━━ Passage provided
The widening happened in 2011 and 2013, since then most of this busy section (except for the short section between M1 and M7) has got 4x(3+1 emergency) lanes, and speed limits were raised to 110 km/h.

The southern section upgraded to a six-lane motorway was delivered between M1 and Highway 51 on 30 June 2013. The section between Highway 51 and M5 was renamed Highway M51 when a new section directly connected the M1-M5 section to the M5-M4 section of the M0. This new section was completed on 31 August 2013. Before the new section was completed, M0 shared a section with highway M5 (see the map to the right). The short section between M1 and M7 was upgraded to a six-lane motorway in 2015.
━━━━
[Activity] Resume the passage about the M0 motorway's widening and upgrades, starting right after its final sentence.
━━ Provided data
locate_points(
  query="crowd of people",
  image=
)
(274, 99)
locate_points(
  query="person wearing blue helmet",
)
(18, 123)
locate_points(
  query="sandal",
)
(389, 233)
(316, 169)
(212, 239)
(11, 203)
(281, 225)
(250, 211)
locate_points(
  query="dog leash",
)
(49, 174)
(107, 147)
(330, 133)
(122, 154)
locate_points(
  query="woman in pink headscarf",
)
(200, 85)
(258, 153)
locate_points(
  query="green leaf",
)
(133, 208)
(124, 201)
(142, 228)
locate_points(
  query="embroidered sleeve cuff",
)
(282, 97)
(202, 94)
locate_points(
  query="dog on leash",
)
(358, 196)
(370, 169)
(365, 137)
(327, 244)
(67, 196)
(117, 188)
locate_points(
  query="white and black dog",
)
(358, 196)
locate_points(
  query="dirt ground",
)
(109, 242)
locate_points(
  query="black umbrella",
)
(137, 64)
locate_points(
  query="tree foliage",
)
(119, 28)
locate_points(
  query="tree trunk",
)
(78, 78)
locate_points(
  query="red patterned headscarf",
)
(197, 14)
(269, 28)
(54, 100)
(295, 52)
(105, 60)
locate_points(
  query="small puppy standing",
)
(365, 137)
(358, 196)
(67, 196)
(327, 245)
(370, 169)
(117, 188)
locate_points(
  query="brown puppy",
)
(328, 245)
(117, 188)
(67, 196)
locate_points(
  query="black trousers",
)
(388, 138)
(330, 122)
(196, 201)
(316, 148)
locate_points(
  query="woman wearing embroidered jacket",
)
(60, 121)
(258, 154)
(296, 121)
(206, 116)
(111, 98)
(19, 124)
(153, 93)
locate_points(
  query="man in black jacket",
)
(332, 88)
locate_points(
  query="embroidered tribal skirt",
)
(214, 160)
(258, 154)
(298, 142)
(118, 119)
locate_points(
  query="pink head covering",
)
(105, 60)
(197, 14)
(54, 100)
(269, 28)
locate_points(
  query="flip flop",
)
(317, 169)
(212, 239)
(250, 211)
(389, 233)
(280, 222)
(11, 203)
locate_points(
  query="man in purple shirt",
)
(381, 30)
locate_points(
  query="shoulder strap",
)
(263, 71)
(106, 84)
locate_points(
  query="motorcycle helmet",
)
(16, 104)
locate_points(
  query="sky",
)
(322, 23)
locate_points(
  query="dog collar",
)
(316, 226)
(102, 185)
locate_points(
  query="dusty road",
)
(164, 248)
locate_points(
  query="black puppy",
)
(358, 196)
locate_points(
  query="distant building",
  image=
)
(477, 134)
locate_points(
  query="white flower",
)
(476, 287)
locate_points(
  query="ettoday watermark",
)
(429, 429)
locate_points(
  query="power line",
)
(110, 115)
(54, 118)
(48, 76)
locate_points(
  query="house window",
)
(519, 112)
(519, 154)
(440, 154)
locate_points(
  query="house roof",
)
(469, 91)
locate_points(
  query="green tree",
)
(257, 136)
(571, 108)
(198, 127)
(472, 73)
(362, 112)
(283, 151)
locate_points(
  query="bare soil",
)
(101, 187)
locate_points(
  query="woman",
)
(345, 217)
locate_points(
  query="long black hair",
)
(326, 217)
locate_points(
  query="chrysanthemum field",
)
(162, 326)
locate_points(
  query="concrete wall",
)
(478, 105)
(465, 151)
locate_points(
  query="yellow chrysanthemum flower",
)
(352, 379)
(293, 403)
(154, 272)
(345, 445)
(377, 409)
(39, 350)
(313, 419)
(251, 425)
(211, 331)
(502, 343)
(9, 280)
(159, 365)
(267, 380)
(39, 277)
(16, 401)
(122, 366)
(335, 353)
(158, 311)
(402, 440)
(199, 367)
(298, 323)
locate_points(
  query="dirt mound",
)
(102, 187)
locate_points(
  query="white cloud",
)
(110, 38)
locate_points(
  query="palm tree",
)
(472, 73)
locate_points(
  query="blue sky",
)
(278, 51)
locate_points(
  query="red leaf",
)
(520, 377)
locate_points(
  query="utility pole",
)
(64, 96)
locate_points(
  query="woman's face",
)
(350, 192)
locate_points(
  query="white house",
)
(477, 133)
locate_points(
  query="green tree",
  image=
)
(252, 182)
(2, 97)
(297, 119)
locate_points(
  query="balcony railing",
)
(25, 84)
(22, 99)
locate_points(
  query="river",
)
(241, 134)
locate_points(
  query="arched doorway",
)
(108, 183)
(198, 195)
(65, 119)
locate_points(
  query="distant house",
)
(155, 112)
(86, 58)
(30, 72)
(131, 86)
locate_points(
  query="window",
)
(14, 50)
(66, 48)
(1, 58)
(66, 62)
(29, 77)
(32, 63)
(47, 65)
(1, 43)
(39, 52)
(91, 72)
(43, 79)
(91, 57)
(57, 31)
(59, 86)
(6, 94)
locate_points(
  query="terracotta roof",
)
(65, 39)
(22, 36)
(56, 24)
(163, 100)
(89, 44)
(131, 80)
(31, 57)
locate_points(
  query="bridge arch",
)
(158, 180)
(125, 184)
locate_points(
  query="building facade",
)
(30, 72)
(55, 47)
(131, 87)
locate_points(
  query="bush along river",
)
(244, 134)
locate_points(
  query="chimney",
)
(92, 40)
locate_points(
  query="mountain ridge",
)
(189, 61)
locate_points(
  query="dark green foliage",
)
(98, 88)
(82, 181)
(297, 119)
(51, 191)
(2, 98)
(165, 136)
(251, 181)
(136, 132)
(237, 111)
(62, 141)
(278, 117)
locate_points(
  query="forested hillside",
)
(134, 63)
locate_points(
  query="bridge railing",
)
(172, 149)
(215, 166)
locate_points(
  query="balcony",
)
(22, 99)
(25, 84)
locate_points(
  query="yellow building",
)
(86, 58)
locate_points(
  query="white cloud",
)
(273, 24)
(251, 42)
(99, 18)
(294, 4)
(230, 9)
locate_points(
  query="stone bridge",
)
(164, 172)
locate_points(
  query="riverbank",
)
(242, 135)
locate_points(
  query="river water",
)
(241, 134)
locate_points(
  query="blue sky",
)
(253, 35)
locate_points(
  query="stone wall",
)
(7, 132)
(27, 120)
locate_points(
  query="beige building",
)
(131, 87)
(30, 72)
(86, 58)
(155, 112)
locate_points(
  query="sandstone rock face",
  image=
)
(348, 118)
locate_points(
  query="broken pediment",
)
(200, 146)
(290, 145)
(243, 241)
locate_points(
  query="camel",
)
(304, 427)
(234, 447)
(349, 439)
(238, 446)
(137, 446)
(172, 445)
━━━━
[Reply]
===M5-M4 section===
The 12 kilometre long section between M5 and the initial section of the future M4 was completed in 2005. Maximum speed on this section is 110 km per hour.

===M4-M3 section (East)===
The 26 kilometre long section between M4 and M3 was completed in September 2008.

===M3-Megyeri Bridge section===
The 7 kilometre long section between M3 and the Megyeri Bridge was opened before it connected to the rest of the M0 and was known as Highway 2/B and Highway 2/A. Both 2/B and 2/A are four-lane highways, but Highway 2/A does not feature a median between the lanes. Maximum speeds on Highway 2/A are 80 kilometers per hour. It was renamed to M0 when the M5-M3 section was completed. Also opened in September 2008, the Megyeri Bridge further connects M0 to Highway 11.

===Highway 11-Highway 10 section===
The 9 kilometre section between Highway 11 and Highway 10 is planned but construction is not scheduled yet. A stub ramp near its current terminus may indicate the planned routing of the new section.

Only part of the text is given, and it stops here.